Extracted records
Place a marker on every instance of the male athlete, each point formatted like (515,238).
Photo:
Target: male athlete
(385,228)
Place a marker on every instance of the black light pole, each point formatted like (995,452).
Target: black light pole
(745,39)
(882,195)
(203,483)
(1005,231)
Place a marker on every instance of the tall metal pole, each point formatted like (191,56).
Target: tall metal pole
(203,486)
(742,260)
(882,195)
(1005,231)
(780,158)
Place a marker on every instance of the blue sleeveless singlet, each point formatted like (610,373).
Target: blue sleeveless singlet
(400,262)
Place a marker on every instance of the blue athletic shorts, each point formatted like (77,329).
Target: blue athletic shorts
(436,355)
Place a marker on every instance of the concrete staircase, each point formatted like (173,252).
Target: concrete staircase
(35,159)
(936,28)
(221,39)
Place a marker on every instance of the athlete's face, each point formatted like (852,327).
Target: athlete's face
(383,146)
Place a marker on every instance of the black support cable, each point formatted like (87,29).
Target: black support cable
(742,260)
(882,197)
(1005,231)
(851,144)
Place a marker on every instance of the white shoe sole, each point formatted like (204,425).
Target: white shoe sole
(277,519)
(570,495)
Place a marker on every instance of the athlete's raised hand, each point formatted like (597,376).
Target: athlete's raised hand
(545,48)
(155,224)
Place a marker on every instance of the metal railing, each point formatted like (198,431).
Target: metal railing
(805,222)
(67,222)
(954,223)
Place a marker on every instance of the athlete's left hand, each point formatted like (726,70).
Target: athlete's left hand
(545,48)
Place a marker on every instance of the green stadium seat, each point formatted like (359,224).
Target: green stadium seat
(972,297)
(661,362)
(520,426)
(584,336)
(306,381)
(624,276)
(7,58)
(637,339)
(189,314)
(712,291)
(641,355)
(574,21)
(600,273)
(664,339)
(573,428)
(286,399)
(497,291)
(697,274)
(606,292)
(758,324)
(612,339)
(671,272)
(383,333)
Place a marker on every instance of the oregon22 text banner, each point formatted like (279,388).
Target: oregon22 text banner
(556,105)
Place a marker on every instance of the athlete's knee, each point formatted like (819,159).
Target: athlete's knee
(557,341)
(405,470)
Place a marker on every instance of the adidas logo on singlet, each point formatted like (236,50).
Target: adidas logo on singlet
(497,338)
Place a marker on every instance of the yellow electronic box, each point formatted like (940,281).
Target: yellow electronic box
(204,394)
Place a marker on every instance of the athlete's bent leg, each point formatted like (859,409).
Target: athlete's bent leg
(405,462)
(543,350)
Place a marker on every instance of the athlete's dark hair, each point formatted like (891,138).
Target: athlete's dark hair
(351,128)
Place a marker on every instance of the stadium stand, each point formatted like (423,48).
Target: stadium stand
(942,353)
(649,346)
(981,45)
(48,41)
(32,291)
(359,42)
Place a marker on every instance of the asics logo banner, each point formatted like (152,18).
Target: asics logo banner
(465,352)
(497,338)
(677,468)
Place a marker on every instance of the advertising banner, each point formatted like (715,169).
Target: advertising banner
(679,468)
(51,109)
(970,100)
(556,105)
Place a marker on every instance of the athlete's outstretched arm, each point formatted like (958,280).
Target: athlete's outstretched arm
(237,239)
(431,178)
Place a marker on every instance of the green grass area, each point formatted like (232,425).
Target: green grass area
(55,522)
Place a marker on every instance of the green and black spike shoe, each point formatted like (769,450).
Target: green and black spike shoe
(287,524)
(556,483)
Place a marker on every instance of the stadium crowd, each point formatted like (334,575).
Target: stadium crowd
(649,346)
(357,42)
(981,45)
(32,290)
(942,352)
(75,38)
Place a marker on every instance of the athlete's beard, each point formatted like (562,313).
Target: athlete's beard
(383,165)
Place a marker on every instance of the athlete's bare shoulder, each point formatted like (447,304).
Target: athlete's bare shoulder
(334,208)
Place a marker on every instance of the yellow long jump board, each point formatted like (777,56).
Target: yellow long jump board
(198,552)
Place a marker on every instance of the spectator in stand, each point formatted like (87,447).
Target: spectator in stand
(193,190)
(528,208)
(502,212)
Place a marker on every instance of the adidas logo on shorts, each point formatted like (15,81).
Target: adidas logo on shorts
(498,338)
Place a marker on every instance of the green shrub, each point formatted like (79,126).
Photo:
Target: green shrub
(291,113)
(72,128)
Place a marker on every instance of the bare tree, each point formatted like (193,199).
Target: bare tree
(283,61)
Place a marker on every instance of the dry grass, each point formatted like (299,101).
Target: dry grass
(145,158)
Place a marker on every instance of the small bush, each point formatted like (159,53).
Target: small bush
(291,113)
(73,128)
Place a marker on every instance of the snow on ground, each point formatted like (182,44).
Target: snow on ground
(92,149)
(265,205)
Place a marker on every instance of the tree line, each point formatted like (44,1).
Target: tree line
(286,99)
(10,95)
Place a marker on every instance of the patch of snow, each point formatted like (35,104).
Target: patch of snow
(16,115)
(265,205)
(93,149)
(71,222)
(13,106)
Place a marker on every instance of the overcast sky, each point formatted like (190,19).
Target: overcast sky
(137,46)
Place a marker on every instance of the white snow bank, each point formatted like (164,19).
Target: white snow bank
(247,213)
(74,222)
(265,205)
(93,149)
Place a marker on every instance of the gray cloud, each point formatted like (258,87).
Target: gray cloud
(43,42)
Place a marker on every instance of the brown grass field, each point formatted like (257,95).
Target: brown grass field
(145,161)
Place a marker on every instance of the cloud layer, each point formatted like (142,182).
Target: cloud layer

**HOW TO COMPLETE THIS TASK**.
One number only, please: the count of lines in the data that hold the word "layer".

**RESULT FOR THIS EXERCISE**.
2